→ **Activity**
Repeat the entries that appear below, exactly as they are given.

───── Input material

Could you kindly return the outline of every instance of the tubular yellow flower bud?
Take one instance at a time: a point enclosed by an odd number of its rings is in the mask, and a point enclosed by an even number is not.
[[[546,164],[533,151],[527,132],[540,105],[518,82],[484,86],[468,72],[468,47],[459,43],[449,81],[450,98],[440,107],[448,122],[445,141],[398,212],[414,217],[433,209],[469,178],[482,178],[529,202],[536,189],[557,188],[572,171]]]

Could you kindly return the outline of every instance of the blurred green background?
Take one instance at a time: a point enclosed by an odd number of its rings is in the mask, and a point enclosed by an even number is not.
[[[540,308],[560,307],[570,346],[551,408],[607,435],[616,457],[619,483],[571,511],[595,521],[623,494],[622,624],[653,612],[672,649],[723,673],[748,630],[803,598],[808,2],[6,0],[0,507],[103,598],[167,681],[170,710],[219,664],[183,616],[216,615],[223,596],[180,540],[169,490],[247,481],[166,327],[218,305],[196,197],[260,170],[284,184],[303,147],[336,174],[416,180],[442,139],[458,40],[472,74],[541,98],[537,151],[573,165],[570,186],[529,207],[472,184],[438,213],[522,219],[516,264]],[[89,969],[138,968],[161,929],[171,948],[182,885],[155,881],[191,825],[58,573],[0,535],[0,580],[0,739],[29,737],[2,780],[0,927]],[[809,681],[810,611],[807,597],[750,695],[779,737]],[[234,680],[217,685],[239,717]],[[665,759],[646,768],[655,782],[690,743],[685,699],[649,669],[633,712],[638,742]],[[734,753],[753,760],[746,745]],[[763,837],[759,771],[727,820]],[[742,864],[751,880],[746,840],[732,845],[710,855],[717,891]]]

──────────

→ **Response for this exercise**
Could you kindly return the outline of every instance of the tubular yellow flower bud?
Take one instance at a time: a point enclosed by an odd number of its rings is in the mask, and a point enclosed by an even number is not.
[[[546,164],[533,151],[527,132],[540,105],[518,82],[484,86],[468,72],[468,47],[459,43],[449,81],[450,98],[440,107],[448,122],[445,141],[398,212],[414,217],[433,209],[469,178],[482,178],[529,202],[536,189],[557,188],[572,171]]]

Could you kindly return the outline of every instance of the blurred green background?
Take one instance at a time: a point enclosed by an odd number of its rings is in the mask, and a point enclosed by an even number is not.
[[[540,308],[560,307],[570,346],[551,408],[607,435],[616,457],[619,483],[571,511],[595,521],[623,494],[622,624],[653,612],[672,649],[723,673],[748,630],[803,598],[808,2],[6,0],[0,507],[103,598],[167,681],[170,710],[219,664],[183,616],[216,615],[223,596],[180,540],[169,490],[247,481],[166,327],[218,305],[196,197],[260,170],[284,184],[303,147],[336,174],[416,180],[442,139],[458,40],[472,74],[541,98],[537,151],[573,165],[570,186],[529,207],[472,184],[438,213],[522,219],[516,264]],[[89,969],[138,968],[161,929],[171,948],[182,885],[155,881],[191,825],[58,573],[0,535],[0,580],[0,739],[29,737],[2,780],[0,927]],[[809,681],[810,611],[807,597],[750,695],[779,737]],[[234,680],[217,685],[239,717]],[[665,759],[646,768],[655,782],[690,743],[685,699],[649,669],[633,712],[638,742]],[[734,753],[753,760],[746,745]],[[763,837],[759,771],[727,820]],[[742,864],[751,880],[746,840],[732,845],[710,855],[717,891]]]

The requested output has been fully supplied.